### [Written problem]
Recast the data below as a JSON array of strings with one string per line, skipping blank lines and leaving out the pictures.

### [Supplied data]

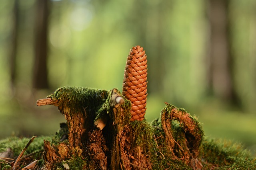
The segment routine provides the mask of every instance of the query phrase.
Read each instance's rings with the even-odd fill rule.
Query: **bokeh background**
[[[165,102],[206,136],[256,153],[256,1],[0,0],[0,139],[54,134],[37,100],[66,85],[122,89],[133,46],[148,62],[146,118]]]

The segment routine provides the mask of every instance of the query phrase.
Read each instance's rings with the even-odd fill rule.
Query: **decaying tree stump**
[[[203,132],[195,118],[167,104],[153,126],[143,120],[147,75],[147,56],[143,48],[137,46],[127,58],[124,96],[116,89],[66,86],[38,100],[38,106],[58,106],[65,115],[68,128],[64,134],[68,140],[63,141],[64,137],[60,137],[57,144],[44,141],[45,168],[59,166],[63,161],[72,165],[74,158],[79,158],[82,162],[80,168],[84,169],[170,168],[162,163],[163,159],[200,169],[198,157]]]
[[[37,104],[58,106],[68,129],[68,140],[44,142],[45,169],[63,167],[63,162],[70,166],[70,160],[78,157],[82,169],[166,168],[162,159],[194,169],[202,167],[198,159],[203,135],[201,126],[185,111],[170,104],[152,125],[145,120],[130,120],[131,103],[116,89],[66,86]]]

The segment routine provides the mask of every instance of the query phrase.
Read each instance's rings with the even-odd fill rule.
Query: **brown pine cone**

### [Solved problem]
[
  "The segment routine provides the mask of every instance of the query phrase.",
  "Read each instance's rings with the even-odd fill rule.",
  "Query: **bokeh background**",
  "[[[165,102],[206,136],[256,153],[256,1],[0,0],[0,139],[54,134],[37,100],[66,85],[122,89],[133,46],[148,62],[146,118]]]",
  "The segment routine provides the mask of every instance of the query phrase.",
  "Read each instance's rings with the even-odd fill rule.",
  "Query: **decaying tree stump**",
  "[[[203,132],[195,118],[167,104],[153,126],[143,120],[147,75],[147,56],[143,48],[137,46],[127,58],[124,96],[116,89],[66,86],[38,100],[38,106],[58,106],[65,115],[68,128],[64,134],[68,140],[63,141],[64,137],[60,137],[57,144],[44,141],[45,168],[59,166],[63,161],[72,165],[74,158],[79,158],[82,162],[80,168],[84,169],[170,168],[162,163],[163,159],[200,169],[198,157]]]",
  "[[[37,104],[58,106],[68,129],[68,140],[44,142],[45,169],[63,167],[63,162],[70,166],[70,160],[78,157],[82,169],[166,168],[162,159],[194,169],[202,167],[198,159],[203,135],[201,126],[185,111],[170,104],[152,125],[145,120],[130,120],[131,103],[116,89],[66,86]]]",
  "The segment routine provides the mask of every instance of the query phrase.",
  "Read each instance's rings with the even-odd fill rule.",
  "Query: **brown pine cone**"
]